DJ Galvão é um dos stars da Electrocristo, a agência de DJs e promotora da Cristoteca, a balada em nome de Jesus que acontece toda sexta-feira no bairro do Brás em São Paulo. O público é, com o perdão do trocadilho, fiel. Por isso, quando ele brada, “Quem sabe a dança de Nazarééééééé?!”, todos retrucam, “Eeeeeeeeeuuuu!”.

Um homem em traje futurista prateado e com o rosto pintado no mesmo tom surge para guiar a turba. Todos se alinham, dando espaço para a mudinha de figueira que cresce no meio da pista. E com um remix de uma melodia clichê árabe, começam a dançar com aquela clássica mãozinha de tumba egípcia.

Enquanto isso outra prerrogativa raver se colocou na grama: o grupo de pirofagia. Enquanto gloriosas línguas de fogo são expelidas sob sonoros “ohhhs”, Wanderson fala conosco. Ele veste uma camiseta amarela berrante com um Jesus pintado à mão nas costas. Wanderson, na pista, era o mais empolgado: “Eu era católico de batismo, mas achava um saco missa. Mas, no último dia do meu crisma, vi na igreja a sombra de Cristo na hora em que o bispo levantou a eucaristia”. Foi uma reveleção. O rapaz tinha então 15 anos e escutava as rádios eletrônicas de SP. Hoje, mantém os beats no microsystem do quarto em Piraporinha, mas só dos remixes católicos. Algum som evangélico? “Não. Nós adoramos o mesmo Cristo, mas eu acredito na nossa doutrina, da Igreja que Cristo fundou”, explica com o olhar duro e decidido antes de se jogar na pista pulando o mais alto que pode e sacudindo o terço de madeira que ostenta no pescoço.

A única fumaça que ascende ao céu vem do cigarro do fotógrafo da Trip, o Peetssa, que, peculiarmente, era o único oriental por ali. Logo, pelo vício e ascendência, dava bandeira na festa. Como dava bandeira o único casal que presenciamos aos beijos, ou o casal de pais grisalhos que aguardava as filhas observando a pista inundada de lasers verdes e fumaça de gelo-seco.

(Registros de uma coleção de dados)
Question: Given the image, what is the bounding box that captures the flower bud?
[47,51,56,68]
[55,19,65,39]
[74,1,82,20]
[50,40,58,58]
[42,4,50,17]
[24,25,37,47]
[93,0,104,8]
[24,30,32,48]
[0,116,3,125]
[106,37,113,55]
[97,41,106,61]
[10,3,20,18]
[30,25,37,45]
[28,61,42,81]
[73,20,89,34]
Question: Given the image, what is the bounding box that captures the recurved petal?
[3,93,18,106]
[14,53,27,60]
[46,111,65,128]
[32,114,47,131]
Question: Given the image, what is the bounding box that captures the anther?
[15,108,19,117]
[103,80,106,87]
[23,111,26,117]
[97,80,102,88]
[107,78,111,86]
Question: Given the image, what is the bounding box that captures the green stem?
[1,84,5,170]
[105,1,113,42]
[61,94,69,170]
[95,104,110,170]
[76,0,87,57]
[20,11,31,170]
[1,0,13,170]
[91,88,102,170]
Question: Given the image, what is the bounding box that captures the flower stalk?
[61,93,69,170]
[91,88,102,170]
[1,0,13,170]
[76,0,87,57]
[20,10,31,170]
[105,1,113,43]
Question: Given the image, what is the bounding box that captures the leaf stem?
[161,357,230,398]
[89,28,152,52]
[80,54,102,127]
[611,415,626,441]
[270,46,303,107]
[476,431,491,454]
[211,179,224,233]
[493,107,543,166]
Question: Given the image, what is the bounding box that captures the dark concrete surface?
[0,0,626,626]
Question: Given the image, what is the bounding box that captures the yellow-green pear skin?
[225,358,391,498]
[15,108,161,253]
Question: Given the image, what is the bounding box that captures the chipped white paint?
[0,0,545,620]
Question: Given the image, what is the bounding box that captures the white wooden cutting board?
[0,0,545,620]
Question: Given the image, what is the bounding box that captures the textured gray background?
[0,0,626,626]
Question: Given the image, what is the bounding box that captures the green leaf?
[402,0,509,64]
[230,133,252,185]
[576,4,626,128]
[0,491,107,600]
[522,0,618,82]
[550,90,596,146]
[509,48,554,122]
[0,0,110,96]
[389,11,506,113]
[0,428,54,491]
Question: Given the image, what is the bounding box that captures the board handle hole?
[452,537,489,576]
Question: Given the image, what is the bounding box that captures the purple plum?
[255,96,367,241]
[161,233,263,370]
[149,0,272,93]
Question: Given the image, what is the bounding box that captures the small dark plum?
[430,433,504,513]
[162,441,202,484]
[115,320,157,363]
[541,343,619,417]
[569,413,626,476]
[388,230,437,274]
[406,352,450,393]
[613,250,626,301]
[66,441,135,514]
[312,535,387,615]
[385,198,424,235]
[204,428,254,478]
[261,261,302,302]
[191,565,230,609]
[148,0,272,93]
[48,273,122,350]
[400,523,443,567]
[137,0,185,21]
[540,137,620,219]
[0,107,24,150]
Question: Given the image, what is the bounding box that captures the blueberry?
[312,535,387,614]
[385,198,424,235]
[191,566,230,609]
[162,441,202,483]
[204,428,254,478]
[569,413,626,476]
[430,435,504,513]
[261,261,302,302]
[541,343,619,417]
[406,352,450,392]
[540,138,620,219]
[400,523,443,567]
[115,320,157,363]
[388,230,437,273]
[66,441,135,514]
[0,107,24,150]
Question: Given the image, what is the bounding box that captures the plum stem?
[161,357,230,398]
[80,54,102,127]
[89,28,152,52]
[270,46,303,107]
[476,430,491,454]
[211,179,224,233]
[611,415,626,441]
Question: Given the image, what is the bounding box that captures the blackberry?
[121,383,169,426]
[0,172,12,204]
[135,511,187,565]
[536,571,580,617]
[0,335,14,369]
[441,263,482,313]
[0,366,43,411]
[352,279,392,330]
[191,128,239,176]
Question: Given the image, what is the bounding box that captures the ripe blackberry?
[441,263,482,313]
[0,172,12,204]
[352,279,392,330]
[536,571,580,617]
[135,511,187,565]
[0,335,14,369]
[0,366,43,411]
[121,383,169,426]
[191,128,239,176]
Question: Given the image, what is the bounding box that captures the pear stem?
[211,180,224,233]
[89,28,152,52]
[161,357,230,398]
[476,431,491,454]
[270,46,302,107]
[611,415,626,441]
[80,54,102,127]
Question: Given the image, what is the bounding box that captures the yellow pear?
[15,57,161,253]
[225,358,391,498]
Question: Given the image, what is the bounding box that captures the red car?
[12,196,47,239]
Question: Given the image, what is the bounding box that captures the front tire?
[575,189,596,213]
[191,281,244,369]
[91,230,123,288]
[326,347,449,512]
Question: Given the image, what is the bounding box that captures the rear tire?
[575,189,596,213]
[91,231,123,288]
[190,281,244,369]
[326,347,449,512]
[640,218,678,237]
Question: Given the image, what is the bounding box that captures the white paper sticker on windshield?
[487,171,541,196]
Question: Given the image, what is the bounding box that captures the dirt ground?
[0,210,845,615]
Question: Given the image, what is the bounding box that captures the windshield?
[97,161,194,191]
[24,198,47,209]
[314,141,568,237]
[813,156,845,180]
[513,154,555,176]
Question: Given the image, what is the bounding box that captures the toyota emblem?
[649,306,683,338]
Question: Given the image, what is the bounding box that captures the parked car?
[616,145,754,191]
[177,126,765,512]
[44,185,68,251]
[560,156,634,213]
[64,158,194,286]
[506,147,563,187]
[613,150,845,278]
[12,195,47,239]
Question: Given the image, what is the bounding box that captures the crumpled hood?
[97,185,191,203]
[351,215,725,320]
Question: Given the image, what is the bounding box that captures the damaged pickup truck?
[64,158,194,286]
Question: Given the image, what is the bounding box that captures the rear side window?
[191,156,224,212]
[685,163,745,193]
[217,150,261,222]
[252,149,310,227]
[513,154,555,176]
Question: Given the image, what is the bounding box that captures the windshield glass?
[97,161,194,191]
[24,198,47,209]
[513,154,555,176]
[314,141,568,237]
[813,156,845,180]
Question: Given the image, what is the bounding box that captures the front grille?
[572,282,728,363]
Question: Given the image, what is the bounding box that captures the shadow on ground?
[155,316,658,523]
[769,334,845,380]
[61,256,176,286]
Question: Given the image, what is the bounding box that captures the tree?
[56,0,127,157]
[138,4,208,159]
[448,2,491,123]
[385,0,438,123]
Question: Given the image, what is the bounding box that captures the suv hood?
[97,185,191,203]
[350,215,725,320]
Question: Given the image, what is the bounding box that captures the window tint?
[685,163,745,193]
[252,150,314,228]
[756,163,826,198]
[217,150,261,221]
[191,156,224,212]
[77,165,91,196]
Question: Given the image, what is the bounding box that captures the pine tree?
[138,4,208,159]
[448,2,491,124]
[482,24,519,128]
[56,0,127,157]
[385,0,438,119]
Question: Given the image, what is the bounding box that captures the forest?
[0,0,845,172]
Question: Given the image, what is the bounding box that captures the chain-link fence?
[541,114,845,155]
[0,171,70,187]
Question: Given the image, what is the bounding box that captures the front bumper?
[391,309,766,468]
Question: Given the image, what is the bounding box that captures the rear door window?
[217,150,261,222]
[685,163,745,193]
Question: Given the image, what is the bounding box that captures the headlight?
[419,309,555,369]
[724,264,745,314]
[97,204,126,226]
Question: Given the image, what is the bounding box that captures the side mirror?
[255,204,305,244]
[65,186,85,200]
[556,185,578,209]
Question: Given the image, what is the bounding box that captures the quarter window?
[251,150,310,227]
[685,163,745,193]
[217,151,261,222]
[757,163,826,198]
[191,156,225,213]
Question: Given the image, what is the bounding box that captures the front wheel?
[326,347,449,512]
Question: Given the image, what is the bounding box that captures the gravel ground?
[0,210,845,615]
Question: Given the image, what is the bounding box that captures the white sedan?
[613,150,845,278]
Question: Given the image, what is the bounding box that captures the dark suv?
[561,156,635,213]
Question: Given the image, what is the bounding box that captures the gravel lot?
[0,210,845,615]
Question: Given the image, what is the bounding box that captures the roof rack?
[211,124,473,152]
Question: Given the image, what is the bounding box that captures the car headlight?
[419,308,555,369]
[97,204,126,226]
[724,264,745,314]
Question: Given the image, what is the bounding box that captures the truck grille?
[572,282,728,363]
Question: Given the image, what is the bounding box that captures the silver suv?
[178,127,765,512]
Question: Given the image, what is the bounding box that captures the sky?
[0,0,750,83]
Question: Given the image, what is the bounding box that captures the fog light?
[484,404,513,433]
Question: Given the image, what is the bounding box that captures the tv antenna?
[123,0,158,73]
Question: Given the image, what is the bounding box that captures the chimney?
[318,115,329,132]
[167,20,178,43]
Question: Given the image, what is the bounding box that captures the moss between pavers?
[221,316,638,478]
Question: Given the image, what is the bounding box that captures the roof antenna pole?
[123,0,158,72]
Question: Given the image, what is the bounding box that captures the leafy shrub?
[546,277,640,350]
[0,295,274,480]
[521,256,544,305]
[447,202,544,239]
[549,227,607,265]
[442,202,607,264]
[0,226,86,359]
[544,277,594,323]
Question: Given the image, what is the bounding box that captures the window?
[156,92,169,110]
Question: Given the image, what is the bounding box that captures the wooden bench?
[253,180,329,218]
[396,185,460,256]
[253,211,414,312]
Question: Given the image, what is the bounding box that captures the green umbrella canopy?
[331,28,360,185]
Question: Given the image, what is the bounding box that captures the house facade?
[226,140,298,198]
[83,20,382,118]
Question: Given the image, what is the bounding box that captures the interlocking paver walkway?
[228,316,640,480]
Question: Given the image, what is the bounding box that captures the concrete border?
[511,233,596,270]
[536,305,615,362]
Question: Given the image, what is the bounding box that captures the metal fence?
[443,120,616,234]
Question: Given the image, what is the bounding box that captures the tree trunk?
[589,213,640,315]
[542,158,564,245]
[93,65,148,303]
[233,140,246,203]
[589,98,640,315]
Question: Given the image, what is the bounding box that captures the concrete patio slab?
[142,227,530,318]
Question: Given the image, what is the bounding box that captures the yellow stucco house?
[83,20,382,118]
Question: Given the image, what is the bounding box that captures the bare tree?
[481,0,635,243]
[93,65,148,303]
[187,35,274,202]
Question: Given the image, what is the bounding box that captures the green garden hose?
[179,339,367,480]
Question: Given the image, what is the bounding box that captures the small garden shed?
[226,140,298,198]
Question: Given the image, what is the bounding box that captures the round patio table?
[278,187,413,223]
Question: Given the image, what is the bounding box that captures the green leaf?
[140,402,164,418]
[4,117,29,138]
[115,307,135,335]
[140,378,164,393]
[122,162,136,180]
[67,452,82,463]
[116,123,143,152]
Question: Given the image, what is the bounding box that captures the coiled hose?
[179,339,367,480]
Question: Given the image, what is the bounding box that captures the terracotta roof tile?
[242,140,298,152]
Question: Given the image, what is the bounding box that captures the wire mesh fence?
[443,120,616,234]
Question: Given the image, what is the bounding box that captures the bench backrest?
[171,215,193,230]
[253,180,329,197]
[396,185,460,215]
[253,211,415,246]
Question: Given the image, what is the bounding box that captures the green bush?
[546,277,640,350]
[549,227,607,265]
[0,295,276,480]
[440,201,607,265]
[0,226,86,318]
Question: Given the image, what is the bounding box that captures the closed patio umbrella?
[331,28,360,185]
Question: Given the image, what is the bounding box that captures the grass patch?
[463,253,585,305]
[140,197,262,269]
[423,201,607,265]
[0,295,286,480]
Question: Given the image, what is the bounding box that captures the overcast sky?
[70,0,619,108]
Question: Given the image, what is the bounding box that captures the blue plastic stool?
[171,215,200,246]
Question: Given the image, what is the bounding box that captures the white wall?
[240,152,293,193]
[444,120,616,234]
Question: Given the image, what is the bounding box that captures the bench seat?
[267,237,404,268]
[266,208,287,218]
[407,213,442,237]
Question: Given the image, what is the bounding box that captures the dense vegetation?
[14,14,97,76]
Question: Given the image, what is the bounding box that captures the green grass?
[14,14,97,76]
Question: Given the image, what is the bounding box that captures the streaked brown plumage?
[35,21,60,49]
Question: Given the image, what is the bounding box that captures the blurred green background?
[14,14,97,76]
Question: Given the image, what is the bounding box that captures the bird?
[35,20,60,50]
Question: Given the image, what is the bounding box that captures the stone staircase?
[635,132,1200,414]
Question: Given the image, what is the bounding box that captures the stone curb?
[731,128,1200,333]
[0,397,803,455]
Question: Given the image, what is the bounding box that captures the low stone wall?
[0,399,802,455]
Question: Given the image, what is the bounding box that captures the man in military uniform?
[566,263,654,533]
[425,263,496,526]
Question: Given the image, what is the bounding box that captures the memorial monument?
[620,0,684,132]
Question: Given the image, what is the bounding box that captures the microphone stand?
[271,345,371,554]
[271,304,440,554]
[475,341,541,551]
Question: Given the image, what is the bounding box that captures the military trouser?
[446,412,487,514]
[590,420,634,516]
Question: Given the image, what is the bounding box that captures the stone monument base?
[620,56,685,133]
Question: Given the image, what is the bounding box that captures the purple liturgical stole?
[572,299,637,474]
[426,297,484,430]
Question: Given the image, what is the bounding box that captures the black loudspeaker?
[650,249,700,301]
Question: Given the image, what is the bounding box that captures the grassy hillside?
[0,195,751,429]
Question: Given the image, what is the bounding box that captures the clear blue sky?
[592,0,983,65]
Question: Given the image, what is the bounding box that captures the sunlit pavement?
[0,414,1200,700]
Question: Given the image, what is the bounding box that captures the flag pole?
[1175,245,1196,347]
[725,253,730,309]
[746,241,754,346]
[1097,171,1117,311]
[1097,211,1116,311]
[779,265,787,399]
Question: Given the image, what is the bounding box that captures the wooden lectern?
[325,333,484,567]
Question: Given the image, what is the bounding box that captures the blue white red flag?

QUESTÕES PARA RESOLVER:
#1 Responda com base na reportagem sobre a Cristoteca:
(a) Em que dia da semana e em que bairro acontece a balada?
(b) Que idade tinha Wanderson na época da revelação?
(c) Qual é o nome do fotógrafo da Trip?
#2 Retome a reportagem sobre a Cristoteca e continue a partir do último parágrafo.
Não é preciso consultar o material.

RESPOSTAS:
#1
(a) Toda sexta-feira, no bairro do Brás, em São Paulo.
(b) 15 anos.
(c) Peetssa.

#2
Do trio elétrico, o cantor Dunga ordena: “Acorda pra vidaaaa!”. Mas acordar pode ser difícil, principalmente depois das quatro da manhã, sem insumos ou estímulos terrenos. Assim, pelas arquibancadas da quadra que abrigava a maior das pistas, dezenas dormiam encasulados esperando o fim da festa, os ônibus circularem ou os pais chegarem com a carona. Pouca gente foi de carro pra lá. A maioria era menor de idade.

O flyer promete festa até as sete. Mas não chegou a tanto. Quando a última atração da noite entrou no palco do trio elétrico, a banda Eterna, coisa de 5h30, poucas almas pingadas resistiam. Vocais tipo Angra, hard rock, maldizendo o álcool encerraram o show. Os músicos não jogam suas palhetas ou baquetas. Jogam rosários. Uma garota, exultante por ter pegado um, olha o céu: “É bizantino!!!”.

E, imediatamente, um cinturão de mais de 20 seguranças vem de mãos dadas enxotando os cybers de Cristo sob o tímido sol que cintilava o sereno gelado da noite na represa. Os últimos a deixar a festa foram William e Júnior. O primeiro trabalha no pedágio da Autoban, o outro, como auxiliar contábil na cidade de Sumaré. E, naquele enevoado início de sábado, receberam uma provação. A bateria do Corsa arriou. O carro não pega. A dupla, isolada naquela terra hostil de seguranças em debandada e oficinas fechadas, iria começar uma via-crúcis.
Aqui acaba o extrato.